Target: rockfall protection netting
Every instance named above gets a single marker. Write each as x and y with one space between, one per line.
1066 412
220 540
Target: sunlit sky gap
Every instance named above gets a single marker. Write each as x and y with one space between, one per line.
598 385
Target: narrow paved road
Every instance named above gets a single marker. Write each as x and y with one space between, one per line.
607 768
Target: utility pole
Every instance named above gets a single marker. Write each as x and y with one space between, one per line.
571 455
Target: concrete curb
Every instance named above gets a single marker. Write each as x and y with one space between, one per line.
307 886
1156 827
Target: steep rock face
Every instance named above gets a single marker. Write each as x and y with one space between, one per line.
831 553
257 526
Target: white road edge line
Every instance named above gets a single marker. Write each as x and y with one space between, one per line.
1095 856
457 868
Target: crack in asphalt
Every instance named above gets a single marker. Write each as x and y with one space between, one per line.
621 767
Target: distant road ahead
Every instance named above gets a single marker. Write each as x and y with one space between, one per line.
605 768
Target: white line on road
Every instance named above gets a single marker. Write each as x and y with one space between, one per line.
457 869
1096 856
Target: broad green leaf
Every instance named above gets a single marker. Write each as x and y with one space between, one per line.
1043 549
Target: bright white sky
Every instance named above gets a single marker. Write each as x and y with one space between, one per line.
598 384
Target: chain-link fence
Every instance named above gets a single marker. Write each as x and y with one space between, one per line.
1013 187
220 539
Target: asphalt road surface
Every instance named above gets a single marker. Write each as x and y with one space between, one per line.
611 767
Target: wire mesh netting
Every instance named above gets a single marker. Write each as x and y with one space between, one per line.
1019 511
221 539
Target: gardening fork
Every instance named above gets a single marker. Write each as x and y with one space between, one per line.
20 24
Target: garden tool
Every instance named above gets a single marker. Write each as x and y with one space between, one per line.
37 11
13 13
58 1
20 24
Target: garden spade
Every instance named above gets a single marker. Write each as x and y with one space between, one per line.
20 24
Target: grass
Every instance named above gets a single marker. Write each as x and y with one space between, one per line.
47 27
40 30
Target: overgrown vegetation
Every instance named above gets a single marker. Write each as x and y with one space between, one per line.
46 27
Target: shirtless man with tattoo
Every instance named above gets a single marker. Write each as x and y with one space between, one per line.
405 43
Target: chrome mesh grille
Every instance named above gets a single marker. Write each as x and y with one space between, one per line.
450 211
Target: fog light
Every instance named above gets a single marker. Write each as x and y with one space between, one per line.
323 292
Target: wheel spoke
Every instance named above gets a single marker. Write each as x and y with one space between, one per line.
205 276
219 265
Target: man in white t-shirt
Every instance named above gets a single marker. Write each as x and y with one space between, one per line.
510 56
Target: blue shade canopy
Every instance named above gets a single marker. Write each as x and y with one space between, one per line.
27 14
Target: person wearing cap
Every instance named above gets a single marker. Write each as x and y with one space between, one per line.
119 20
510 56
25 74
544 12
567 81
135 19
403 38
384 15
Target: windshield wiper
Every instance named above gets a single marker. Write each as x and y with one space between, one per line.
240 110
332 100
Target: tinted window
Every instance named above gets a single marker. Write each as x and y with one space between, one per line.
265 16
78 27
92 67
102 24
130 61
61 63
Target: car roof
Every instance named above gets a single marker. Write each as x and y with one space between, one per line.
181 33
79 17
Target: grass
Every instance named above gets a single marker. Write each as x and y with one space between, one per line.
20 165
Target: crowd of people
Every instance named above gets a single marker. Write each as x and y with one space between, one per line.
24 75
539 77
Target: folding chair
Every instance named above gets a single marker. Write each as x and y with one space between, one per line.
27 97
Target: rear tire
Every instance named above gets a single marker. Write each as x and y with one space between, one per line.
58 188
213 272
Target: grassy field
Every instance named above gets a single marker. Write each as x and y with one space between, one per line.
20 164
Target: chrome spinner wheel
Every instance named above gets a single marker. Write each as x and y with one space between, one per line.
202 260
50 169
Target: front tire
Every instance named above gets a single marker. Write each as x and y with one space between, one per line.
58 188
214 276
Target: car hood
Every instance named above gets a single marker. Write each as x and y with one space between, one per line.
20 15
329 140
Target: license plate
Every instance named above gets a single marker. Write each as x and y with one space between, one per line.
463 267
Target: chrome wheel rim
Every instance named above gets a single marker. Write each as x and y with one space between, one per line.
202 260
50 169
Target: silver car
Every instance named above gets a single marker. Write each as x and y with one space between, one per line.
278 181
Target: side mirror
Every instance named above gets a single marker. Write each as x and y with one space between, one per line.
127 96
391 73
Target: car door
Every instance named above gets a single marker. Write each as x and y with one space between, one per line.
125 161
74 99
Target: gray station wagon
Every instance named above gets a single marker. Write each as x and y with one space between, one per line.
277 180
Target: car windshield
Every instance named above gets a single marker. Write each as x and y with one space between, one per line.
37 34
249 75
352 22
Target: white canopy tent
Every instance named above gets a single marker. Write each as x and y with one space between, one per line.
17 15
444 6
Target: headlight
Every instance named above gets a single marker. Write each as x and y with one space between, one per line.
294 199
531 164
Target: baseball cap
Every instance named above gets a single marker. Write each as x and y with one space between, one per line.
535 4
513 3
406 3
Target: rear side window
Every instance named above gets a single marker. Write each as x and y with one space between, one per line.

------

Reproduce exactly the line that holds "Target: silver car", then every line after it, ending with the final line of the records above.

Exercise answer »
Target: silver car
Every instance named above gets a single marker. Write each as x and y with one space between, one per line.
278 181
Target: side mirror
Every instance named above gets a single marker. Write each as x and y with one space between, one per line.
127 96
391 73
Target: car door
Every instance named above gets a single marker. Write each as x and y with one space between, one per line.
125 161
74 99
Target: gray station wagon
Every instance named above gets a single marker. Write each as x and y with one space between, one per line.
277 180
Target: car windshield
Every instance named above gets a single marker. Write each as x and y with one space between, one per line.
37 34
249 75
352 22
Target: white canopy tent
Every instance named above gets a single marker. Write each as x and y with one space between, one per line.
17 15
444 6
Target: headlight
Every instance named above gets a single marker. Write each as x and y with one space between, one per line.
294 199
531 164
Target: baseball cap
Every instance named above gets a single marker. Write each as x and y with one space between, one per line.
535 4
513 3
406 3
Target: rear side window
Every instance named above gets a single marker. Write each as x and y with one space between, one per line.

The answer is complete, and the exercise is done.